>> Start DOCUMENT TEXT

OBJECT AND SUMMARY OF THE INVENTION

[0008] The object of the invention is to remedy those drawbacks in order to further lengthen the lifetime of suspension insulator components.

[0009] To this end, the invention provides a suspension insulator comprising an insulating skirt of quenched glass or of porcelain, with an underside in which a pin is fixed by a cement-based binder, and a sacrificial ring of zinc in contact with the binder and surrounding the pin, wherein an annular plug of electrically conductive material is disposed between the insulating skirt and the sacrificial ring, in such a manner as to provide sealing that prevents leakage currents from flowing through the binder.

[0010] Consequently, in the insulator of the invention, the conductive plug prevents any penetration of moisture into the underside of the skirt, thereby preserving the components of the insulator from any degradation, particularly in moist conditions.

[0011] In a particular embodiment of the insulator of the invention, the conductive plug and the ring present an annular contact area of height lying in the range 5 millimeters (mm) to 10 mm. This contributes to obtaining a reactive surface area on the sacrificial ring that is quite extensive, thereby increasing its lifetime.

>> End DOCUMENT TEXT

### WORK TO COMPLETE
In the invention summary, what height range is given for the annular contact area between the conductive plug and the ring?

>> Start LISTING

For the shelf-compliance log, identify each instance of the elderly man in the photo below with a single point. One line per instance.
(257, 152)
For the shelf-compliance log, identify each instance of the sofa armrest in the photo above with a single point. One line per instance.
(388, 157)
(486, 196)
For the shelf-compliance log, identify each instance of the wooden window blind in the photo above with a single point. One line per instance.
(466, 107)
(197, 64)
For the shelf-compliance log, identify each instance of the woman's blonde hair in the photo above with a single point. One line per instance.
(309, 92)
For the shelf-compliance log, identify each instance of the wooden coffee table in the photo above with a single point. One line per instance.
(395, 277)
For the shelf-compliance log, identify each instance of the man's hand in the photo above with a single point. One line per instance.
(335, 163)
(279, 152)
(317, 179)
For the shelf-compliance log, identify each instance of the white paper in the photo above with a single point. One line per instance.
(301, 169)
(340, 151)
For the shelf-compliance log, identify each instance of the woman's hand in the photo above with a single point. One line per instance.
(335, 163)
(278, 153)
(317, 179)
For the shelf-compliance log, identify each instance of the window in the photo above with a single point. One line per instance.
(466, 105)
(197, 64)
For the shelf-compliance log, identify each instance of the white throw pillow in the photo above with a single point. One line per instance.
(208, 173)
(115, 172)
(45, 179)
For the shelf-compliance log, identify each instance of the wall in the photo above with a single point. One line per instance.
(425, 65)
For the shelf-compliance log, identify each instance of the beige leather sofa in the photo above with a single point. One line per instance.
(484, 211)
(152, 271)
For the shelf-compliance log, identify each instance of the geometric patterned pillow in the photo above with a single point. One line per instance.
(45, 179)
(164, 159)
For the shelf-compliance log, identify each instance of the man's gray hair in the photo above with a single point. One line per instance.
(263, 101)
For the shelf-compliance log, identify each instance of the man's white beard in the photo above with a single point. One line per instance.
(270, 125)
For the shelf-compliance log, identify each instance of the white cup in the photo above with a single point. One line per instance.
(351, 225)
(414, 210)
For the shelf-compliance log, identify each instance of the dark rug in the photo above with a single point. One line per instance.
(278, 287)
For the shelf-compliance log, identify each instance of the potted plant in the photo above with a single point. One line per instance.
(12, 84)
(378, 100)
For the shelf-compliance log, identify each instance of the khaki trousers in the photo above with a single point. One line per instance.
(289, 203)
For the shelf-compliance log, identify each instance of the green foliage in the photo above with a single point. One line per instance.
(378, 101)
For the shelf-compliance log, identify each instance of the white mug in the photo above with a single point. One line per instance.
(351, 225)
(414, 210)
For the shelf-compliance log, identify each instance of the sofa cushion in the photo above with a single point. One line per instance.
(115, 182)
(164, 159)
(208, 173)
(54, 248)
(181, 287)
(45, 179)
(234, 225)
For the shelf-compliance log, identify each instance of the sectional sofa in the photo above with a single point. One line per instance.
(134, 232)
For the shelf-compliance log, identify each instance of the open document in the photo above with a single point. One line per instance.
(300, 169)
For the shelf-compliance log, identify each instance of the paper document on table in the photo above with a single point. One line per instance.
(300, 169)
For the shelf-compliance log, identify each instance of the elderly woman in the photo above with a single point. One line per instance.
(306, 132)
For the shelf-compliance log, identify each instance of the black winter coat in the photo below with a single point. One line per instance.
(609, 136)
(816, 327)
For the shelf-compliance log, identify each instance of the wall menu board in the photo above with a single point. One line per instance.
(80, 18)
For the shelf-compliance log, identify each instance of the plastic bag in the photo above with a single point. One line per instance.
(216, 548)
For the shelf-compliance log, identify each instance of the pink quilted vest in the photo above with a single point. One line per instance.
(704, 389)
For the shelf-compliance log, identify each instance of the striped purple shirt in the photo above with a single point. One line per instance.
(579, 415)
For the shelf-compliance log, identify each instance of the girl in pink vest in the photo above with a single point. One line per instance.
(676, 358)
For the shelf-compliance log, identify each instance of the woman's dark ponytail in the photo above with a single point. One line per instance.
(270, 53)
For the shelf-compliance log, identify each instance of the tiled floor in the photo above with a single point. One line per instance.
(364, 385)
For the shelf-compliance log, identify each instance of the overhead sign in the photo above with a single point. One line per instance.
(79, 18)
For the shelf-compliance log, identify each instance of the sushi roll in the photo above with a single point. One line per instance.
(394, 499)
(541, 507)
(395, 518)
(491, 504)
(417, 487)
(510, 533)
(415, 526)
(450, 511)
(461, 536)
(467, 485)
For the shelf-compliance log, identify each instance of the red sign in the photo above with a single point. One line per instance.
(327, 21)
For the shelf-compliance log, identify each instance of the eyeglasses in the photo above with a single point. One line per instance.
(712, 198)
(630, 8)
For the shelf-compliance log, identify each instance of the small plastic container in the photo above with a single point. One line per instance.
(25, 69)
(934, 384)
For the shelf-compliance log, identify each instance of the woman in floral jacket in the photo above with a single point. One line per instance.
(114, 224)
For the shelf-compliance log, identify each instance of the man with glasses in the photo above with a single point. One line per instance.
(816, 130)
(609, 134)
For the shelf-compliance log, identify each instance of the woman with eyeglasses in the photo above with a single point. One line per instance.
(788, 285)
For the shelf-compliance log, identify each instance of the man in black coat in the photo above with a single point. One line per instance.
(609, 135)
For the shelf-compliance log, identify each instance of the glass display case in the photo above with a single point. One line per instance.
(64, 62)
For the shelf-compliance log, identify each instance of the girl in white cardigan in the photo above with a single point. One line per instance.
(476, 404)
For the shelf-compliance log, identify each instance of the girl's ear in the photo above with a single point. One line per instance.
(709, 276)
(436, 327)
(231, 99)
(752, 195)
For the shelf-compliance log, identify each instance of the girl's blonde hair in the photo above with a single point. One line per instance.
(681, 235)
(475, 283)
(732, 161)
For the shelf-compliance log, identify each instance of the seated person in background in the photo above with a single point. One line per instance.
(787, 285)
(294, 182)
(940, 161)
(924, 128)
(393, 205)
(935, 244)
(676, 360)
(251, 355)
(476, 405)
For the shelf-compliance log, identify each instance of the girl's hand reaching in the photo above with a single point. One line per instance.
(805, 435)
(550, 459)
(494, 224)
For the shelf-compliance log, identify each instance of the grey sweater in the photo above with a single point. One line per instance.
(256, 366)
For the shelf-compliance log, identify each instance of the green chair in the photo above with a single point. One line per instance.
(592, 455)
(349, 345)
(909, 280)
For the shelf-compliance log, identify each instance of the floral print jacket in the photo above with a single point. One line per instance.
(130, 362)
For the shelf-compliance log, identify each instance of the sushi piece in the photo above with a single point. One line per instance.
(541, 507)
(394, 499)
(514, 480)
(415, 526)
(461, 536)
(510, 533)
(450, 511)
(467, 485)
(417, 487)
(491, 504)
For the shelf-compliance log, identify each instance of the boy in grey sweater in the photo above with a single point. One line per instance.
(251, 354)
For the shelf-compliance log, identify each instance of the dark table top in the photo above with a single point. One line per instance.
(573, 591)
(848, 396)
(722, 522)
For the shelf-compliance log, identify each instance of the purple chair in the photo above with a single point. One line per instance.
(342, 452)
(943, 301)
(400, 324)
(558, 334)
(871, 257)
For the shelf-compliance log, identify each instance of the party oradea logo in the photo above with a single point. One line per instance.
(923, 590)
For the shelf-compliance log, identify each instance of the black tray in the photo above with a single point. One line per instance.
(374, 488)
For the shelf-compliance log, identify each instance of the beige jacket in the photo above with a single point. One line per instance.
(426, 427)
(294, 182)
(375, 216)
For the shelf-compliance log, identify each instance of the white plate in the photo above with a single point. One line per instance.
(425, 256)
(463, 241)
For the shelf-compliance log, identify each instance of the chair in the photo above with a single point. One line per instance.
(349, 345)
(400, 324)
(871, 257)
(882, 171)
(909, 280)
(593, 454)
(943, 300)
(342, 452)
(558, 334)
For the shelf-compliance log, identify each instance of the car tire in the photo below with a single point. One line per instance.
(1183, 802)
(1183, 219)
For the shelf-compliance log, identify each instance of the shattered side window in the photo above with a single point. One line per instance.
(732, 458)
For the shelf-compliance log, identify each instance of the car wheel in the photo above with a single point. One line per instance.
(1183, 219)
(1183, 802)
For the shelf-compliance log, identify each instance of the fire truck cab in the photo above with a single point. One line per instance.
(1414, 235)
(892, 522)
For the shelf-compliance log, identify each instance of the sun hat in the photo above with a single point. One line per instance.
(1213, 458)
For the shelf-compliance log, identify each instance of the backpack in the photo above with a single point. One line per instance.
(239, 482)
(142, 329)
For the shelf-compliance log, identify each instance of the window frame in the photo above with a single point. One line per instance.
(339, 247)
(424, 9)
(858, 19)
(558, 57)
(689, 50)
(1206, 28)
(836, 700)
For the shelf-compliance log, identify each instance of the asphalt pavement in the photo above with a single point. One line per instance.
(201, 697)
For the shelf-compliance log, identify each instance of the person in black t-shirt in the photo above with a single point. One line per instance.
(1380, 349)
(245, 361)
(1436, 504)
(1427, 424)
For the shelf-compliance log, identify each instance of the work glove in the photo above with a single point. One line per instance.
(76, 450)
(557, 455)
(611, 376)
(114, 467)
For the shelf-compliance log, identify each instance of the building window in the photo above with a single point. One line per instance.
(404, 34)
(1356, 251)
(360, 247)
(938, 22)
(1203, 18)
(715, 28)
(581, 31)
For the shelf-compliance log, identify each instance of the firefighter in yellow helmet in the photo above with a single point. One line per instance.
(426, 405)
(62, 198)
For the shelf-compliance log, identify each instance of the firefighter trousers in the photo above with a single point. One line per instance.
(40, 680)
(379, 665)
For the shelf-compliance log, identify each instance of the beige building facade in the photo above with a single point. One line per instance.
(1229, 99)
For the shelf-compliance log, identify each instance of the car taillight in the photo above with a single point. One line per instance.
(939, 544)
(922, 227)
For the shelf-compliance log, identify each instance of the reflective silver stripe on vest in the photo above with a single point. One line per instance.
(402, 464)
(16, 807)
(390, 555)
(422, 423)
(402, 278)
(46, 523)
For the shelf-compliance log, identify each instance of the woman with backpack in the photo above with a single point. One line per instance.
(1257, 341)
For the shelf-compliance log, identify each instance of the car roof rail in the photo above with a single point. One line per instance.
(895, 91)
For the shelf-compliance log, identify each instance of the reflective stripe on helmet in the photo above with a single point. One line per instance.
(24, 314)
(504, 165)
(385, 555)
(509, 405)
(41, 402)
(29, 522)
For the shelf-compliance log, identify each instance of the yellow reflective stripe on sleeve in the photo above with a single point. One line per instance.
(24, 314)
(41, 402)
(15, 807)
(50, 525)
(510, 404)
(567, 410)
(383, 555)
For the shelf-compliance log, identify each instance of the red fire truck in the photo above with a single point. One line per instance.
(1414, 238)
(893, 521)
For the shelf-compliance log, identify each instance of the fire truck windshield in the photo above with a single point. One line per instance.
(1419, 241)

>> End LISTING

### REPLY
5 millimeters to 10 millimeters.